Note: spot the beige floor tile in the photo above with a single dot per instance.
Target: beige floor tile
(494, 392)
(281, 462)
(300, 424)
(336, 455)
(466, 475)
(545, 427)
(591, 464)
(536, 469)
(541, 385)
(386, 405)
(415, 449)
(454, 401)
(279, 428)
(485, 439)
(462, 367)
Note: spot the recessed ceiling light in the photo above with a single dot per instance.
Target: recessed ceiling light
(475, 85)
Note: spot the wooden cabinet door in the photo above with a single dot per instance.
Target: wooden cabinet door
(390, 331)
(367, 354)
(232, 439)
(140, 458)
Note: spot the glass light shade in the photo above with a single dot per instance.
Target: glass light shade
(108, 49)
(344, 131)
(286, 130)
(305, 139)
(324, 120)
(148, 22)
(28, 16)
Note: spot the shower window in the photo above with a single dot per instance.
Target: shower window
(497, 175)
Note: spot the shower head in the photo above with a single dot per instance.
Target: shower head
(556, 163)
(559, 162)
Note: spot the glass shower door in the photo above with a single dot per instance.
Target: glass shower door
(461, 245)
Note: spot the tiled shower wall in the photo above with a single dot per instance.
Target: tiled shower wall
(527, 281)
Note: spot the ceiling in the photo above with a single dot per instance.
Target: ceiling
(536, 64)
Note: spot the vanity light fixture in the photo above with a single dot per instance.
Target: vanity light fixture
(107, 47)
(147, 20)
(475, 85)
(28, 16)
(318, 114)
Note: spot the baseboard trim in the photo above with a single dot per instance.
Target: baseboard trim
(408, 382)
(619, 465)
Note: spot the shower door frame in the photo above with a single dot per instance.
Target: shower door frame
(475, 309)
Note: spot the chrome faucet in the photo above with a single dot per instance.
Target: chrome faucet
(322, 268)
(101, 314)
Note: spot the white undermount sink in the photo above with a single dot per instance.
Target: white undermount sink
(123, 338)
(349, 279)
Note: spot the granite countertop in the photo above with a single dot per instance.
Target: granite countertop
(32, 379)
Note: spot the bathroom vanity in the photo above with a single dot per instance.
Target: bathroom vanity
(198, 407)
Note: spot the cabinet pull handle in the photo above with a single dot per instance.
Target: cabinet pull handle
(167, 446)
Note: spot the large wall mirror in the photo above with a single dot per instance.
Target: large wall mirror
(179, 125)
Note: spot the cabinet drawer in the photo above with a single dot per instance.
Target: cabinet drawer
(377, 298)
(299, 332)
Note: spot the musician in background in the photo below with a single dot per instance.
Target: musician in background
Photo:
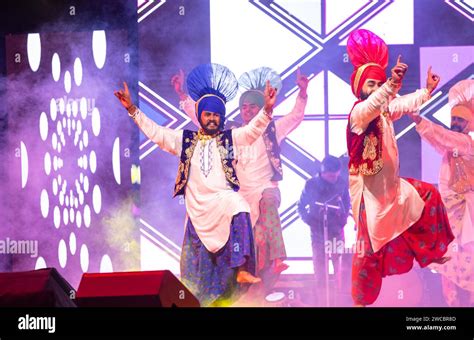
(330, 188)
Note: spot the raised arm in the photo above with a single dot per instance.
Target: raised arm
(412, 102)
(288, 123)
(366, 111)
(444, 140)
(167, 139)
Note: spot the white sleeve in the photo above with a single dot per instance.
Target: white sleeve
(366, 111)
(408, 103)
(288, 123)
(444, 140)
(249, 133)
(167, 139)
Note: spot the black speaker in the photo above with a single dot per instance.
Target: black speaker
(134, 289)
(36, 288)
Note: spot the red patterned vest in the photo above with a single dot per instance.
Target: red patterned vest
(365, 150)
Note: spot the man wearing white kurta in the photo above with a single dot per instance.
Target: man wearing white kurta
(218, 246)
(456, 185)
(259, 169)
(398, 219)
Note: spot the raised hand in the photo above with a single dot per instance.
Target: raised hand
(432, 80)
(399, 70)
(177, 81)
(302, 82)
(124, 96)
(270, 98)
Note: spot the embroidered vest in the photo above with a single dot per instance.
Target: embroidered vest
(225, 148)
(365, 150)
(272, 148)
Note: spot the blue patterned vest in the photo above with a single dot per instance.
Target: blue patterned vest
(225, 147)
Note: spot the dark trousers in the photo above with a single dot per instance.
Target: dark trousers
(341, 264)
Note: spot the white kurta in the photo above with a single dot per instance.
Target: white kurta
(445, 142)
(254, 169)
(392, 204)
(210, 201)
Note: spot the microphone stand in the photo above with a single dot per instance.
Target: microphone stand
(326, 207)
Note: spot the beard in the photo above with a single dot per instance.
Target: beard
(211, 128)
(457, 128)
(364, 95)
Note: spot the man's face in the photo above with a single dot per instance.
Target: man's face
(248, 111)
(210, 122)
(458, 124)
(369, 87)
(330, 177)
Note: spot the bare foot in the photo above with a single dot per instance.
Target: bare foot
(245, 277)
(442, 260)
(279, 266)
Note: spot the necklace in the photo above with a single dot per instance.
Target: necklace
(203, 137)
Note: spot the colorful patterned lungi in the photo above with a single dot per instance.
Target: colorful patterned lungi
(425, 241)
(268, 235)
(211, 277)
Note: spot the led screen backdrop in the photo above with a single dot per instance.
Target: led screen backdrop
═══
Stated goal:
From the line with "Note: spot the blue" to the last line of the material, give every line again exactly, and only those lines.

Worked solution:
Note: spot the blue patterned vest in the photo above with a single dot per instance.
Target: blue patterned vest
(225, 147)
Note: spot the dark trousers in the photo above with a single dot per instance.
Target: dark trousers
(341, 264)
Note: spot the white kurta in the photo above with a single dot per instance.
Target: white kurta
(445, 142)
(254, 169)
(392, 204)
(210, 201)
Note: spot the microphone stand in the photo above with a single dot per instance.
Target: microphone stand
(326, 207)
Note: spot the beard in the photo above with a single dot per instance.
Target: beard
(211, 128)
(457, 128)
(364, 95)
Note: spot the man's face in the photo above with a single dot per instance.
Target: man's face
(248, 111)
(210, 122)
(458, 124)
(369, 87)
(330, 177)
Note: spot the bare foot in the photo above with a single dot per instance.
Target: bare foot
(245, 277)
(442, 260)
(279, 266)
Note: spot the necklace in the photo above with a single dot per instance.
Target: necklace
(203, 137)
Note: spot the colorful patterned lungi in the photo above with a single dot per instance.
Target: colorful patterned lungi
(425, 241)
(268, 235)
(211, 277)
Note: spot the led screen backdrop in the photo above with a single dot per instance.
Target: led screen backdrop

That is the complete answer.